**TEXT PASSAGE:**
╭──

[jira] [Commented] (KAFKA-1655) Allow high performance SimpleConsumer use cases to still work with new Kafka 0.9 consumer APIs

Valentin (JIRA) Sun, 28 Sep 2014 15:49:58 -0700

    [ 
https://issues.apache.org/jira/browse/KAFKA-1655?page=com.atlassian.jira.plugin.system.issuetabpanels:comment-tabpanel&focusedCommentId=14151249#comment-14151249
 ]


Valentin commented on KAFKA-1655:
---------------------------------

mailing list thread which led to the creation of this ticket:
{code}
On Sat, 27 Sep 2014 08:31:01 -0700, Jun Rao <jun...@gmail.com> wrote:
> Valentin,
> 
> That's a good point. We don't have this use case in mind when designing the
> new consumer api. A straightforward implementation could be removing the
> locally cached topic metadata for unsubscribed topics. It's probably
> possible to add a config value to avoid churns in caching the metadata.
> Could you file a jira so that we can track this?
> 
> Thanks,
> 
> Jun
> 
> On Thu, Sep 25, 2014 at 4:19 AM, Valentin <kafka-9999...@sblk.de> wrote:
> 
>>
>> Hi Jun, Hi Guozhang,
>>
>> hm, yeah, if the subscribe/unsubscribe is a smart and lightweight
>> operation this might work. But if it needs to do any additional calls to
>> fetch metadata during a subscribe/unsubscribe call, the overhead could
>> get
>> quite problematic. The main issue I still see here is that an additional
>> layer is added which does not really provide any benefit for a use case
>> like mine.

╰──

Source data:
╭──

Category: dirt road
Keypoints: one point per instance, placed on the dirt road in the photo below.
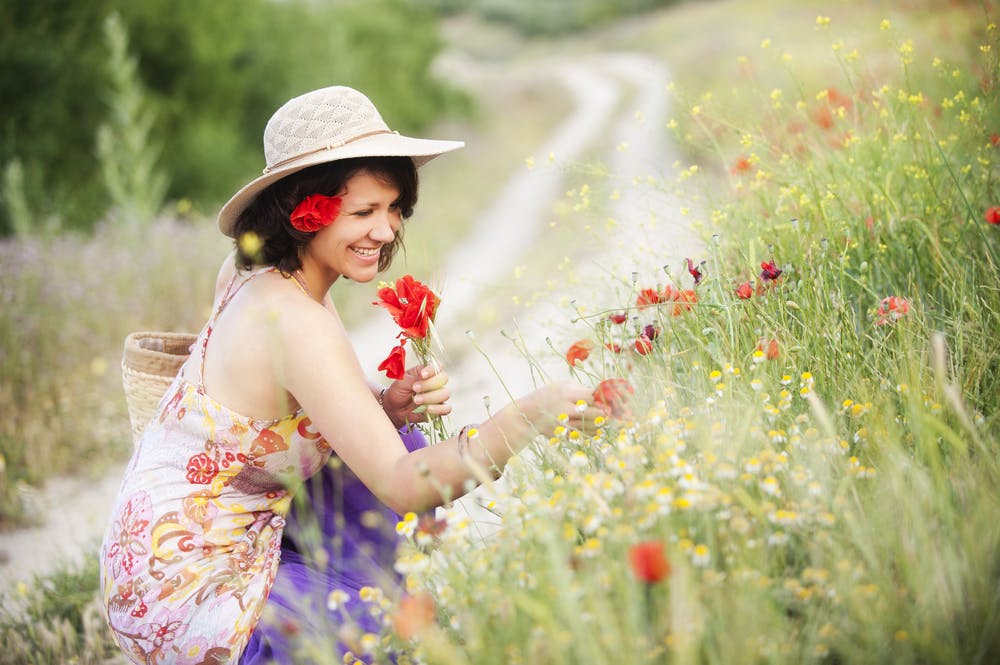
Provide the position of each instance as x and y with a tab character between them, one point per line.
651	233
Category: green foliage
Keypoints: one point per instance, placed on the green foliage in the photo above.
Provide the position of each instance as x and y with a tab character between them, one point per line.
553	17
57	619
212	72
69	301
128	161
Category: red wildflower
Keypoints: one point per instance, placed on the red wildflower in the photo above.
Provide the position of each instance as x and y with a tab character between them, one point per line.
695	272
892	309
394	365
744	291
742	165
579	351
643	345
411	304
649	563
769	271
823	117
314	212
769	347
647	297
614	393
683	302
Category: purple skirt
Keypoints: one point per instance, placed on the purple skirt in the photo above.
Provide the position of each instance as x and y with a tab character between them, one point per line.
338	537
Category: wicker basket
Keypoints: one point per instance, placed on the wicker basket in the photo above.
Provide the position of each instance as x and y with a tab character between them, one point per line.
150	363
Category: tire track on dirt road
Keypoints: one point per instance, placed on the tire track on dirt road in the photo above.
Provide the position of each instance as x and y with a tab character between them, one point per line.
503	233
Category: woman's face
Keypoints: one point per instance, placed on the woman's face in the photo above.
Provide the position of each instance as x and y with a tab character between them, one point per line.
351	244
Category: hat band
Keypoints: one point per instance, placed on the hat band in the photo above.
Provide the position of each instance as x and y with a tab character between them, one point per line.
303	155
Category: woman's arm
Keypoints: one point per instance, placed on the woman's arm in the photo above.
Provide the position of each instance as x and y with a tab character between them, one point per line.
323	374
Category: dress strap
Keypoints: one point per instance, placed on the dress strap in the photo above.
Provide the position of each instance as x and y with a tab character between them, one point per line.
227	296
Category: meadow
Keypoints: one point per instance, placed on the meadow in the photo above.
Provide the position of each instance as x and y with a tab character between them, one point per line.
803	466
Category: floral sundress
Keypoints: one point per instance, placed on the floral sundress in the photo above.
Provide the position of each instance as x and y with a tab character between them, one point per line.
193	545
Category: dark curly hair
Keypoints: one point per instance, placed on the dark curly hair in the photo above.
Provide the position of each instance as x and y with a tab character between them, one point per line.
267	216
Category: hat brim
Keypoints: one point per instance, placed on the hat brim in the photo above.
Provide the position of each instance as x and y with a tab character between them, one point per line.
420	151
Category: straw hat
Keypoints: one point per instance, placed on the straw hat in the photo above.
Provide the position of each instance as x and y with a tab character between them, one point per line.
323	126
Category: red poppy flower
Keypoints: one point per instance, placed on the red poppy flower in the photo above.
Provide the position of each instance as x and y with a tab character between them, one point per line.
744	291
823	117
769	271
683	302
769	347
579	351
695	272
614	394
411	304
647	297
648	561
314	212
643	345
891	309
201	469
394	365
742	165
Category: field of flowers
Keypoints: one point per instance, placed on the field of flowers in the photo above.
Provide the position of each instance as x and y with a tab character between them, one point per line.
807	467
803	465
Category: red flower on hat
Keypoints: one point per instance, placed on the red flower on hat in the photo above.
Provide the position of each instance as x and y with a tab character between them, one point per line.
394	365
648	561
314	212
579	351
614	393
411	304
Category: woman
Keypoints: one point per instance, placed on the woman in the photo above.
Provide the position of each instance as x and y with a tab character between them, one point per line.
273	389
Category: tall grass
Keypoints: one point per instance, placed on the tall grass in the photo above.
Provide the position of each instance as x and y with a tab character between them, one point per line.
828	497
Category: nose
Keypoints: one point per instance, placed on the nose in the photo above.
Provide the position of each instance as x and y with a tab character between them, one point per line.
382	229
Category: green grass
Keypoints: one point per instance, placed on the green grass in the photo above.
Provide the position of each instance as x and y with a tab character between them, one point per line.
834	504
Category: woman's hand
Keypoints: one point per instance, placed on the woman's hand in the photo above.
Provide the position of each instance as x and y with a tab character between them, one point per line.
543	407
420	387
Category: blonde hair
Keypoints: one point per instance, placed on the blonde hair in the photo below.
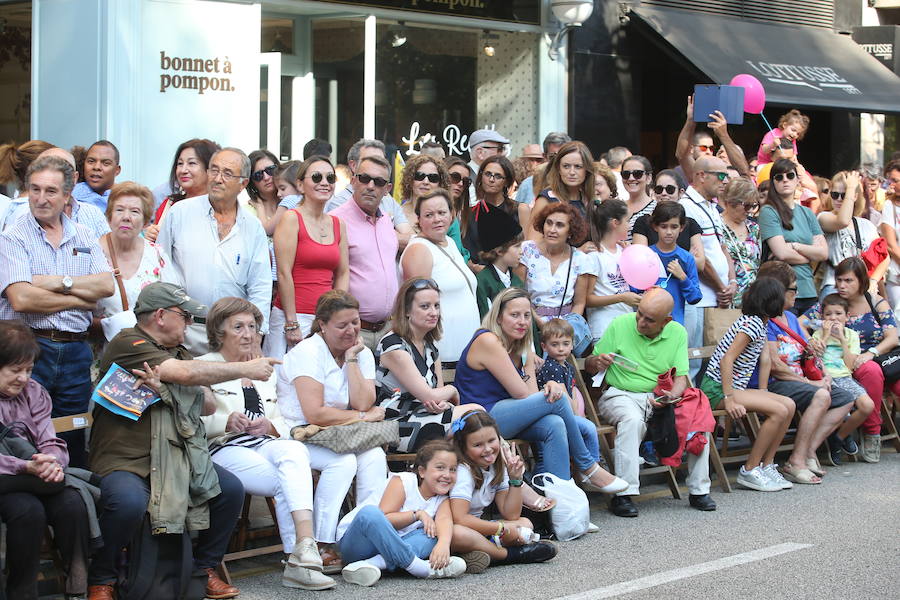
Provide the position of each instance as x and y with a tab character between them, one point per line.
491	321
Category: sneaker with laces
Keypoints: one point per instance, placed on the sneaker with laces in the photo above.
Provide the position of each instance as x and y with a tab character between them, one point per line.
771	471
755	479
454	568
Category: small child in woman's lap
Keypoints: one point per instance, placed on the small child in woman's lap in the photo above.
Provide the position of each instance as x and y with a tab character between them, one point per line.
489	472
408	526
841	350
557	341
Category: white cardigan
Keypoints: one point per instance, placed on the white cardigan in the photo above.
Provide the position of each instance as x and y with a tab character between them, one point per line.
230	398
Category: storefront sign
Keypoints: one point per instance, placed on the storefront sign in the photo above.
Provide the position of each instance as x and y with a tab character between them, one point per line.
880	41
517	11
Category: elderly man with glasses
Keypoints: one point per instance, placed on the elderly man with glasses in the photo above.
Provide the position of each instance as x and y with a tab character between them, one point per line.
373	248
216	248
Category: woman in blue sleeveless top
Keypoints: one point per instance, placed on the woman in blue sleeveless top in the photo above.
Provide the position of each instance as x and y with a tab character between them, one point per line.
496	370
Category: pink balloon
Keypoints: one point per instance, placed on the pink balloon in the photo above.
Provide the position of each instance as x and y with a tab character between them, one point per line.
754	93
640	266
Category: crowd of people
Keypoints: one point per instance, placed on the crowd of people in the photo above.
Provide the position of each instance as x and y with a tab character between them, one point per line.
265	301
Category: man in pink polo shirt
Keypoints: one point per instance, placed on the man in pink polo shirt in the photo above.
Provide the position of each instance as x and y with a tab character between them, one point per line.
373	247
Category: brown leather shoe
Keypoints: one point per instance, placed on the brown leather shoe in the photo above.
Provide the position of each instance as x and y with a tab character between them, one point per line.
216	588
101	592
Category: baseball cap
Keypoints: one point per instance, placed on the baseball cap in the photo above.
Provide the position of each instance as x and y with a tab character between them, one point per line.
165	295
481	136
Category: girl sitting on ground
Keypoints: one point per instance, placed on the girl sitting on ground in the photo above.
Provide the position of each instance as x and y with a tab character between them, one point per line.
490	472
407	526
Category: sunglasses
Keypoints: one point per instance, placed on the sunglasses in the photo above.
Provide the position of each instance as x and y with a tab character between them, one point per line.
432	177
258	175
366	179
669	189
317	177
456	178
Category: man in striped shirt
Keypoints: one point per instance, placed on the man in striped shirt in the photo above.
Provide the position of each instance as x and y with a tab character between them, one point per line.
51	277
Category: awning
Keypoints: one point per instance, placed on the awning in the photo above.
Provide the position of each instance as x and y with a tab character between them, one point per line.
798	66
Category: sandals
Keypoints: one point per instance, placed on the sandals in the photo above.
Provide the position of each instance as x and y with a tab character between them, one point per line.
813	465
797	475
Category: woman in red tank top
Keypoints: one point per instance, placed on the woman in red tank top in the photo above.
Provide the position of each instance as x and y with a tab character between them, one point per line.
312	257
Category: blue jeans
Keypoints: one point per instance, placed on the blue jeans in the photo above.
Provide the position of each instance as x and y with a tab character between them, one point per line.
64	369
553	428
123	503
589	435
371	533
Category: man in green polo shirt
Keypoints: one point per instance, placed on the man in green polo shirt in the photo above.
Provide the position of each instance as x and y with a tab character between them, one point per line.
650	343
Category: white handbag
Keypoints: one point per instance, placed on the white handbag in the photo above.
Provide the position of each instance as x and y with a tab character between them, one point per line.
571	516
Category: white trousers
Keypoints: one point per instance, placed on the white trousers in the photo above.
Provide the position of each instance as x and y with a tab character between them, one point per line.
337	473
275	344
280	469
629	412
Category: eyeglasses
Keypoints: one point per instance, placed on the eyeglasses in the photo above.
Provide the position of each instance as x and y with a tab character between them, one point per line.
188	317
317	177
258	175
722	175
366	179
423	284
226	175
669	189
456	178
432	177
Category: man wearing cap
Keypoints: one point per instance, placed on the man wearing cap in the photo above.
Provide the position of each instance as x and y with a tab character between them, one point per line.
553	141
160	464
372	247
482	144
51	276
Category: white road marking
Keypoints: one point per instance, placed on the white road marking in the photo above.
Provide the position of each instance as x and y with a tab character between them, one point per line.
643	583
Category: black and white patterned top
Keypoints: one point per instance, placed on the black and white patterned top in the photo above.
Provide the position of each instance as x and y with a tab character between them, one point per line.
754	328
427	364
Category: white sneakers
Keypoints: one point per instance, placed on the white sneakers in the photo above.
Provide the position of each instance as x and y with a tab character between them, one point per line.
303	568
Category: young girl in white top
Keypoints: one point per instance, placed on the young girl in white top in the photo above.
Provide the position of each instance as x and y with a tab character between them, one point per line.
490	472
407	526
610	296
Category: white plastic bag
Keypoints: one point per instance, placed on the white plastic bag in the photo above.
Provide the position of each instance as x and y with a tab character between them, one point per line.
572	514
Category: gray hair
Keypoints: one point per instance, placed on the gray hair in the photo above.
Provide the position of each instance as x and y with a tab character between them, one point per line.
616	156
355	149
555	138
245	160
53	163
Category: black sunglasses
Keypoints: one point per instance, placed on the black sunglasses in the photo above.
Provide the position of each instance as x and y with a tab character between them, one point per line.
669	189
317	177
790	176
432	177
456	178
258	175
366	179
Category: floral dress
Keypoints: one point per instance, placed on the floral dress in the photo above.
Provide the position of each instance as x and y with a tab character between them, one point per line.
746	255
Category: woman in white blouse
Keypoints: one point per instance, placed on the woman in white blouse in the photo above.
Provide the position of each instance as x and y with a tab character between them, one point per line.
136	261
433	255
329	379
248	436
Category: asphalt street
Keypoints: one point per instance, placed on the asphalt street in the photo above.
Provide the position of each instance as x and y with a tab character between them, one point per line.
840	539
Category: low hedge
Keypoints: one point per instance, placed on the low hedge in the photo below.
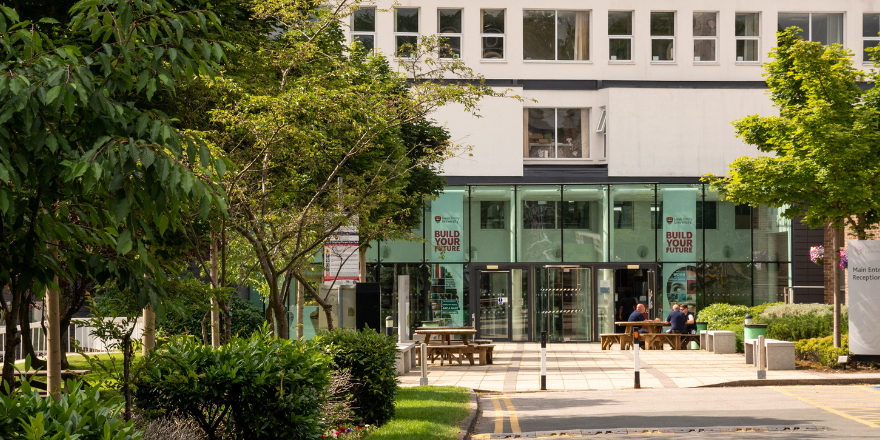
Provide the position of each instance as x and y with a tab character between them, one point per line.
371	357
257	388
822	350
80	414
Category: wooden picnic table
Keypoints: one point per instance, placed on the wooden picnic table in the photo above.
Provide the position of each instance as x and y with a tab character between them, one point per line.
446	333
652	326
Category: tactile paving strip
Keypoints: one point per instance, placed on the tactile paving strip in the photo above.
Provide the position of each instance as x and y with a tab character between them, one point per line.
582	433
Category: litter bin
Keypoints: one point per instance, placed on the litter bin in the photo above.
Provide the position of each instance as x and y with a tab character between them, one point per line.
700	327
752	331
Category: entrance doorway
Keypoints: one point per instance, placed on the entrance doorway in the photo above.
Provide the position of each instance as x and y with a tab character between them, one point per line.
630	287
564	303
503	305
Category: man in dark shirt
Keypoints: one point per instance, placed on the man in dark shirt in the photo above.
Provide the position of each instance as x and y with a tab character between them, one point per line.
677	320
691	324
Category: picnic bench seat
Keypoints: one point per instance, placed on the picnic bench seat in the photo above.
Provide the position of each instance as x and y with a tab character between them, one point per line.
622	339
678	341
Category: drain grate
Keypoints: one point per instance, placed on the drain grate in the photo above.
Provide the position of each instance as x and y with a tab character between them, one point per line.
582	433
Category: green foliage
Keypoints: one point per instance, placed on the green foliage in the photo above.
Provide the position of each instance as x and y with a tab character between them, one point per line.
719	314
822	142
371	357
426	413
822	350
246	319
80	414
739	333
780	309
258	387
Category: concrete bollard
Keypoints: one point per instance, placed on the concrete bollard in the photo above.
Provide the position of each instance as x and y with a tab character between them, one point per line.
424	379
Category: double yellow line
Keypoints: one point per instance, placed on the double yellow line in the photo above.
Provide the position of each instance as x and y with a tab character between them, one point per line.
499	415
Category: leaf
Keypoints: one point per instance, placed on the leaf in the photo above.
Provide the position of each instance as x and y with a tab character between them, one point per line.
4	201
147	156
123	243
53	94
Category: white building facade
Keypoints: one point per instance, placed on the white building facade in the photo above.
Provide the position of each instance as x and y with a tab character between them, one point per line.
585	197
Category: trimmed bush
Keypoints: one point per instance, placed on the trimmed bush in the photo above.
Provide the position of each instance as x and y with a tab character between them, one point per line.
822	350
258	387
739	332
778	310
79	414
371	357
719	315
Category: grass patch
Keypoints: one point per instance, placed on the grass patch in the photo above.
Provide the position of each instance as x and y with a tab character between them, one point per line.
428	412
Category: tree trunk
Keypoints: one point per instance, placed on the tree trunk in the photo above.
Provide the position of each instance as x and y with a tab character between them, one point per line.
126	371
149	337
215	302
27	343
300	309
12	340
53	340
835	260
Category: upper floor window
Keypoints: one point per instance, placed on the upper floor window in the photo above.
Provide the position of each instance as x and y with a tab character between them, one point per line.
363	27
557	133
556	35
705	36
449	26
822	28
620	35
747	34
663	36
406	31
870	33
492	33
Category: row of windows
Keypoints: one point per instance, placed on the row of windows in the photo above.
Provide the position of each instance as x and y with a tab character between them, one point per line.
564	35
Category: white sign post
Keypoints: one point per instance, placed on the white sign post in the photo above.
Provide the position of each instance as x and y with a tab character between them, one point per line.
341	256
864	302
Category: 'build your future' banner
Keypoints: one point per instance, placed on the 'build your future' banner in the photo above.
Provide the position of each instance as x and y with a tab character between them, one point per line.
679	220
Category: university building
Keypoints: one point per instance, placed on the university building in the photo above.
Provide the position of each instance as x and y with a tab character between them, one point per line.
585	197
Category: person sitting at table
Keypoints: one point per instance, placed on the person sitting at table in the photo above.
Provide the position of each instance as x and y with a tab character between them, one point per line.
691	324
677	320
638	316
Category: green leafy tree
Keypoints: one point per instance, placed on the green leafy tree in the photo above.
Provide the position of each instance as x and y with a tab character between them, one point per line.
825	143
321	136
90	170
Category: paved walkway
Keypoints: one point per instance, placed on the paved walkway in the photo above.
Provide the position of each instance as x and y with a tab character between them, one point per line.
573	367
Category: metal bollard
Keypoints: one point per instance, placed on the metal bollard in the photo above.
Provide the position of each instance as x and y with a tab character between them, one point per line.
424	379
762	374
543	361
637	384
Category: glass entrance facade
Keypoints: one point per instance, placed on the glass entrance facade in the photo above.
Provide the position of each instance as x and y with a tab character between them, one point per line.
702	250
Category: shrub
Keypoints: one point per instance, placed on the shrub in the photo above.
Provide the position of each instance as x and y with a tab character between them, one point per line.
258	387
778	310
372	359
822	350
80	414
739	332
719	315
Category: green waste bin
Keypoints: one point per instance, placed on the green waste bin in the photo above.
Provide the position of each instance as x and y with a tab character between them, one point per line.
752	331
700	327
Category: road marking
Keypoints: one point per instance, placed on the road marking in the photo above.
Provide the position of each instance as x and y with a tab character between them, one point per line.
827	408
499	416
511	413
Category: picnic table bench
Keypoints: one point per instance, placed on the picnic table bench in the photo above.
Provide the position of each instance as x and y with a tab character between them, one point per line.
453	350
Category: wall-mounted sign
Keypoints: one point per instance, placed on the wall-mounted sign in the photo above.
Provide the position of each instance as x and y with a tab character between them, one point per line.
864	308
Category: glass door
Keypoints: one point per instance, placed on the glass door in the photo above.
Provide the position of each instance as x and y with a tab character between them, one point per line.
494	305
564	304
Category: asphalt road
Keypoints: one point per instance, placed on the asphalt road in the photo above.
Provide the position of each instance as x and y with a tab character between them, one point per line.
847	412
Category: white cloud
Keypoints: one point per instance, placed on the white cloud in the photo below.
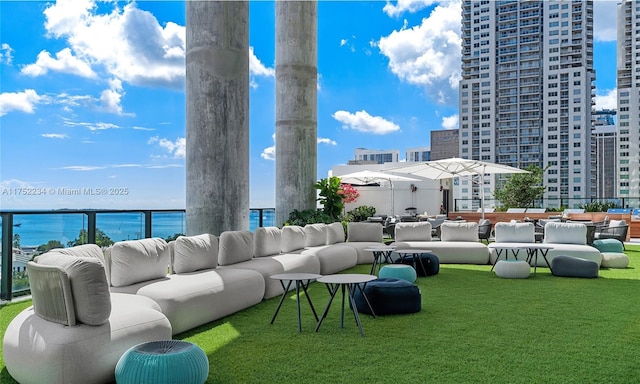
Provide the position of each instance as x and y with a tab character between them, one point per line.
450	122
402	6
6	54
64	62
607	101
324	140
54	135
82	168
364	122
128	43
24	101
269	153
429	54
178	148
605	20
256	67
98	126
110	98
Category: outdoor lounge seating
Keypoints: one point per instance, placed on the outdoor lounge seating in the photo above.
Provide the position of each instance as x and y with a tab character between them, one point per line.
76	330
617	229
564	238
459	242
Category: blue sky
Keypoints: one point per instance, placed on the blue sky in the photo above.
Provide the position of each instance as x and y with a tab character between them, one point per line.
92	98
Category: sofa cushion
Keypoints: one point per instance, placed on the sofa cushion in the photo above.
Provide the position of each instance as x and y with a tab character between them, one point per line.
134	261
359	231
565	233
193	253
455	231
335	233
292	238
235	247
315	234
266	241
418	231
515	233
89	286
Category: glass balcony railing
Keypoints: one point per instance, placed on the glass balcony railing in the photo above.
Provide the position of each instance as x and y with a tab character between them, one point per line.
26	234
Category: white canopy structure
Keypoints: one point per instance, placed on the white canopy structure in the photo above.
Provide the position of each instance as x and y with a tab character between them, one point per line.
456	167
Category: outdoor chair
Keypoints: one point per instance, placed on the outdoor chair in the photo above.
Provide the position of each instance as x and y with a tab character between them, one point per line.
484	230
617	229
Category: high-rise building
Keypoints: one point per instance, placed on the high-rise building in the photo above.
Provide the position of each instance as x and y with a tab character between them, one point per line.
604	155
526	93
419	154
364	155
445	144
628	167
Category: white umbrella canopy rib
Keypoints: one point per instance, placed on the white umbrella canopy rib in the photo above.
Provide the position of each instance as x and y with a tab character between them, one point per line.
369	177
456	167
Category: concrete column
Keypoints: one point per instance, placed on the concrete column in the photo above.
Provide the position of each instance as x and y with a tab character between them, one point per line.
217	90
296	106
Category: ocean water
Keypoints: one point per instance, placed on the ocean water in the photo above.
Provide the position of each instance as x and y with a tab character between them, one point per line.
37	229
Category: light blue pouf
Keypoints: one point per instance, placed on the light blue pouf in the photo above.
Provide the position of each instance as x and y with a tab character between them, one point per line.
163	362
400	271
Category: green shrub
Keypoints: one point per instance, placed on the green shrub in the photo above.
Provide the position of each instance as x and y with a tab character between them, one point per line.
308	216
360	213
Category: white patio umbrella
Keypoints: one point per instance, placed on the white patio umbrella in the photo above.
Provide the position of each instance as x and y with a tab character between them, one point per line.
456	167
369	177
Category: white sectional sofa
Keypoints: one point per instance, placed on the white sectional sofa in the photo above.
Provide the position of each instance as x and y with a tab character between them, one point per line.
459	242
568	239
77	330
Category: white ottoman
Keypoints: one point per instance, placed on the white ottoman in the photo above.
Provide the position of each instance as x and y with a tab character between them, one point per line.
614	260
512	269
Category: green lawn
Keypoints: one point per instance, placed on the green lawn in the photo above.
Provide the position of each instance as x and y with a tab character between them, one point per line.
473	328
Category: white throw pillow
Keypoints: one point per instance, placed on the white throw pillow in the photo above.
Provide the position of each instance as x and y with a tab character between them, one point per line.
515	233
418	231
335	233
315	234
454	231
293	238
89	286
565	233
266	241
235	247
134	261
193	253
364	232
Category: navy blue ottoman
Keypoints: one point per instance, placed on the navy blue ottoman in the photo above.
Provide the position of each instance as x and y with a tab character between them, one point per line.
570	266
430	264
389	296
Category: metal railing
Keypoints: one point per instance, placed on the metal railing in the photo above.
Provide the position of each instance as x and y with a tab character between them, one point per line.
47	228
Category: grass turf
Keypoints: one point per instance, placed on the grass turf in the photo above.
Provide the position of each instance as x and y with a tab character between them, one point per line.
473	328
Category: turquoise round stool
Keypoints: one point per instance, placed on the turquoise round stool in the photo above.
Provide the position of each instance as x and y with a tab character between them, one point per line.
399	271
163	362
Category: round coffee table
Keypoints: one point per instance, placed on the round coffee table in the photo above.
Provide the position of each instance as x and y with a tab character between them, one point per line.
349	283
301	280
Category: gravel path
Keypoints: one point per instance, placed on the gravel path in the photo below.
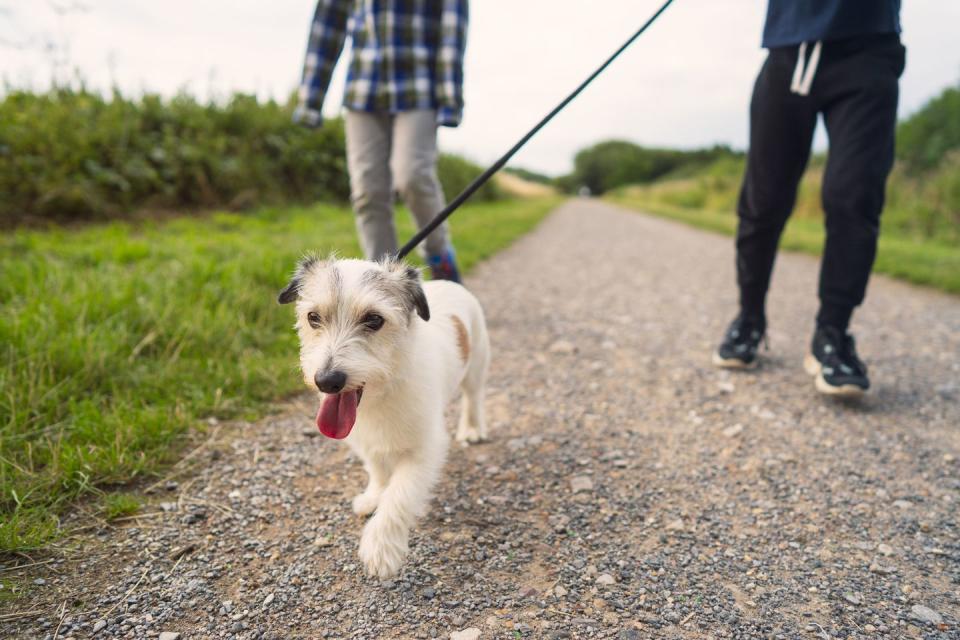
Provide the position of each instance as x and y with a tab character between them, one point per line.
631	490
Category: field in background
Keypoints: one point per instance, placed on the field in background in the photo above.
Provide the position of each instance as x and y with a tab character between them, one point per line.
919	242
117	338
70	155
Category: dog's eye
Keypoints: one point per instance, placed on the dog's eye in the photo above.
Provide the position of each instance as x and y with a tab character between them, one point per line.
372	321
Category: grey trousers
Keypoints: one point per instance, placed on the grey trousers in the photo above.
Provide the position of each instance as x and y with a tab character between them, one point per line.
393	152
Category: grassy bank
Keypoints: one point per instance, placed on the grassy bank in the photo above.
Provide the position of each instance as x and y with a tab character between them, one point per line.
117	339
71	155
709	203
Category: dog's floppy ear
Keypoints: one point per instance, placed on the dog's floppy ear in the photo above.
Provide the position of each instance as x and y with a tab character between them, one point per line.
292	290
415	292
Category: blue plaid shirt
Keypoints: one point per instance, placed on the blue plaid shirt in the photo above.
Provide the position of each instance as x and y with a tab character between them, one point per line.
406	55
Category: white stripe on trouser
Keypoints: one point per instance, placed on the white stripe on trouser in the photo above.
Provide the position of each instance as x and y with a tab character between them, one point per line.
803	77
393	152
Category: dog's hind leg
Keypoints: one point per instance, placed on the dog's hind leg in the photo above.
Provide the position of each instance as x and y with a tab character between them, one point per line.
385	541
473	423
365	503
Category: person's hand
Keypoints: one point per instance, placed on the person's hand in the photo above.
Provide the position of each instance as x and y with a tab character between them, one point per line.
307	117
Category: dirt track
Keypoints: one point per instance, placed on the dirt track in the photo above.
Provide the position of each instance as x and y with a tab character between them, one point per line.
631	490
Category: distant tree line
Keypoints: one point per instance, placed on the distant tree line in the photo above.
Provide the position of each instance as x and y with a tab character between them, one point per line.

╰──

**GOALS:**
(A) Update the Kafka consumer comment by rewriting everything from "mailing list thread" down to "can track this?", with "config value" changed to "configuration setting".
(B) In the Kafka consumer comment, what does Jun Rao describe as a straightforward implementation?
(C) Can you continue the Kafka consumer comment from where it stops?

**RESPONSES:**
(A)
mailing list thread which led to the creation of this ticket:
{code}
On Sat, 27 Sep 2014 08:31:01 -0700, Jun Rao <jun...@gmail.com> wrote:
> Valentin,
> 
> That's a good point. We don't have this use case in mind when designing the
> new consumer api. A straightforward implementation could be removing the
> locally cached topic metadata for unsubscribed topics. It's probably
> possible to add a configuration setting to avoid churns in caching the metadata.
> Could you file a jira so that we can track this?

(B) Removing the locally cached topic metadata for unsubscribed topics.

(C)
>> I.e. the leader discovery and connection handling you mention below don't
>> really offer value in this case, as for the connection pooling approach
>> suggested, I will have to discover and maintain leader metadata in my own
>> code anyway as well as handling connection pooling. So if I understand
>> the
>> current plans for the Kafka 0.9 consumer correctly, it just doesn't work
>> well for my use case. Sure, there are workarounds to make it work in my
>> scenario, but I doubt any of them would scale as well as my current
>> SimpleConsumer approach :|
>> Or am I missing something here?
>>
>> Greetings
>> Valentin
>>
>> On Wed, 24 Sep 2014 17:44:15 -0700, Jun Rao <jun...@gmail.com> wrote:
>> > Valentin,
>> >
>> > As Guozhang mentioned, to use the new consumer in the SimpleConsumer
>> way,
>> > you would subscribe to a set of topic partitions and the issue poll().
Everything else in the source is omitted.